INSTRUCTIONS FOR THE TASK —
Each line below should be quoted exactly, please.
════════════════
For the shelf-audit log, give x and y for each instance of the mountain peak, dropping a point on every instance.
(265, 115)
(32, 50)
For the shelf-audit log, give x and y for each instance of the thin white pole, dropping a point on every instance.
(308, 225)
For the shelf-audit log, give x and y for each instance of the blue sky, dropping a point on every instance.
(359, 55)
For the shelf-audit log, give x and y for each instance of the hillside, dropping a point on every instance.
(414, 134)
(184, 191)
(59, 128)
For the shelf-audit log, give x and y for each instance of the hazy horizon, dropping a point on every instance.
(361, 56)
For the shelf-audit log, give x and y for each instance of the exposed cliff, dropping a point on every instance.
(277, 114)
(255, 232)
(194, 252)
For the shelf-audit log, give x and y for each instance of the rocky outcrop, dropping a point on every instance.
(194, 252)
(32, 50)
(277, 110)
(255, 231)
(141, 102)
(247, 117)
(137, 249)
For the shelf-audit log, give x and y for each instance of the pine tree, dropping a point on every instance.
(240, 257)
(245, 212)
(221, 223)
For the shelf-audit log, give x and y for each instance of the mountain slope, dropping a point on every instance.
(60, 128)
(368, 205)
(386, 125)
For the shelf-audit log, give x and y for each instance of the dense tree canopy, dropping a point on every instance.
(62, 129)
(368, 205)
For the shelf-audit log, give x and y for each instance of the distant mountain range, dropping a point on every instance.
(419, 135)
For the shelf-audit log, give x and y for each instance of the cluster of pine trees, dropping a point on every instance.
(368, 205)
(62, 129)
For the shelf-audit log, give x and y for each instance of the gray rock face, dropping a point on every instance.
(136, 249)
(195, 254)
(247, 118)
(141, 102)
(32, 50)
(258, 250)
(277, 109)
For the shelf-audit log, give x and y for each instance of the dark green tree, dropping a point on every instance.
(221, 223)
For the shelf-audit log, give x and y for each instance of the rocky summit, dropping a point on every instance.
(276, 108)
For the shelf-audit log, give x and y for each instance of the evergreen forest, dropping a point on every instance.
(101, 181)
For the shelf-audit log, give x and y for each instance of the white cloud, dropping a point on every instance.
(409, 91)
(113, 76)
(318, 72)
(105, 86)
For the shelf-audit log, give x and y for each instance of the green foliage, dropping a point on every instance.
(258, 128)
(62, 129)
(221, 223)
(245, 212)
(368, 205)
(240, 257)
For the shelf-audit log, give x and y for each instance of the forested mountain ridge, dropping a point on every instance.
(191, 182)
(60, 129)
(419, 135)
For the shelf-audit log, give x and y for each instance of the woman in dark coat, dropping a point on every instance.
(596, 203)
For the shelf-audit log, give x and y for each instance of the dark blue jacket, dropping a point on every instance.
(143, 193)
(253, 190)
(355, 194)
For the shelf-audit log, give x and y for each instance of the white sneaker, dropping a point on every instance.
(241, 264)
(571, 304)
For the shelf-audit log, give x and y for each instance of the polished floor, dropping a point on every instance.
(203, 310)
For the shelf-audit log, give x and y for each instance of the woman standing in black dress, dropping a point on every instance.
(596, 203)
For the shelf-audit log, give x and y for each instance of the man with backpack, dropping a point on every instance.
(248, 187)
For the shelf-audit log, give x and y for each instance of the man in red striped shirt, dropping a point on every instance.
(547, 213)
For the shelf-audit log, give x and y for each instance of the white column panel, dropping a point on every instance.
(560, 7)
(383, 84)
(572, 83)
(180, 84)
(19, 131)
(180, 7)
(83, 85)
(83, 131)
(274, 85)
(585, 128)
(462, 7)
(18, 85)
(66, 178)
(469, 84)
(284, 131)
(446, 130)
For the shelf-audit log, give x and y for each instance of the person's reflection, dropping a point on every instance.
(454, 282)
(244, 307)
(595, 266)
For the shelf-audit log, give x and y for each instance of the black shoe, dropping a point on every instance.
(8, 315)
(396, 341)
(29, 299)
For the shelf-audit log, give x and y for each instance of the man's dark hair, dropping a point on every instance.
════════════════
RESPONSE TO THIS TASK —
For the shelf-audit log, give x and y for each instance of the mountain peak, dropping a point on every instance.
(265, 115)
(32, 50)
For the shelf-audit log, give x and y for each instance of the thin white pole, dropping a point on every instance.
(308, 225)
For the shelf-audit log, give x and y for each instance of the blue sky, dropping a point on every instance.
(359, 55)
For the shelf-audit log, give x and y for each instance of the hillside, dropping a point on every instance.
(414, 134)
(184, 191)
(59, 128)
For the shelf-audit log, give x and y for each instance of the hazy horizon, dropping a point on every instance.
(361, 56)
For the shelf-audit log, give x and y for each instance of the exposed cliff, dropping a point on every instance.
(277, 114)
(255, 232)
(194, 252)
For the shelf-audit log, give x and y for each instance of the rocky outcrop, dropping a point on every instance.
(194, 252)
(32, 50)
(277, 110)
(255, 231)
(141, 102)
(247, 117)
(137, 249)
For the shelf-audit log, give x and y for each instance of the pine tree, dropping a point on every instance.
(240, 257)
(245, 212)
(221, 223)
For the shelf-audit log, give x and y for each instance of the mountain slope, dropping a point on every instance.
(60, 128)
(368, 205)
(386, 125)
For the shelf-audit log, give x and y for each instance of the dense tree canopy, dropping a point on every instance.
(62, 129)
(368, 205)
For the shelf-audit log, give x and y for each instance of the distant mountain range, dropping a point on every instance.
(419, 135)
For the shelf-audit log, give x and y for each instance of the cluster of pine trees, dropping a point on every instance.
(368, 205)
(62, 129)
For the shelf-audit log, give x and y for each instance of the gray rock face, dropping a point on every instance.
(136, 249)
(195, 254)
(247, 118)
(141, 102)
(32, 50)
(258, 250)
(277, 109)
For the shelf-audit log, give x and y for each instance of the dark green tree, dropping a point on every instance.
(221, 223)
For the shelf-audit log, give x and y for each instance of the rocky summit, dropping a point on every instance.
(276, 108)
For the shelf-audit log, give x and y for each instance of the evergreen forest, dropping a point on every instance.
(101, 181)
For the shelf-audit log, give x and y for each instance of the white cloud, dropping a point on every instance.
(409, 91)
(113, 76)
(318, 72)
(105, 86)
For the shelf-audit log, give x and y for each instance of the green foliage, dropping a point on every instance.
(258, 128)
(62, 129)
(221, 223)
(245, 212)
(368, 205)
(240, 257)
For the shelf-audit log, give x and y for each instance of the forested mountain ridge, dropping a point on every instance.
(191, 182)
(60, 129)
(419, 135)
For the shelf-audit log, give x and y for each instance of the woman in dark coat, dropping a point on every instance.
(596, 203)
For the shelf-audit log, give x and y for each instance of the dark blue jacket, dropping a point on every instance.
(143, 193)
(253, 190)
(355, 194)
For the shelf-audit log, give x and y for each instance of the white sneaker, dropping a point on every instance.
(241, 264)
(571, 304)
For the shelf-audit log, give x and y for each instance of the polished floor, dropping a point on every instance.
(203, 310)
For the shelf-audit log, give x and y for each instance of the woman standing in black dress, dropping a point on every instance.
(596, 203)
For the shelf-audit log, give x and y for each instance of the man with backpack, dropping a point on every instance.
(248, 187)
For the shelf-audit log, give x and y for each instance of the man in red striped shirt, dropping a point on every instance.
(547, 213)
For the shelf-audit log, give x and y for each instance of the white column panel, dropping a point on every instance.
(560, 7)
(383, 84)
(572, 83)
(180, 84)
(19, 131)
(180, 7)
(83, 85)
(83, 131)
(274, 85)
(585, 128)
(462, 7)
(18, 85)
(66, 178)
(469, 84)
(284, 131)
(446, 130)
For the shelf-audit log, give x and y for each instance of the person's reflection, dropping a point on every instance.
(454, 282)
(244, 307)
(595, 266)
For the shelf-audit log, give x and y for each instance of the black shoe, dropping a point on every instance.
(8, 315)
(396, 341)
(29, 299)
For the shelf-audit log, give x and y for each instance of the man's dark hair, dropping a point on every instance.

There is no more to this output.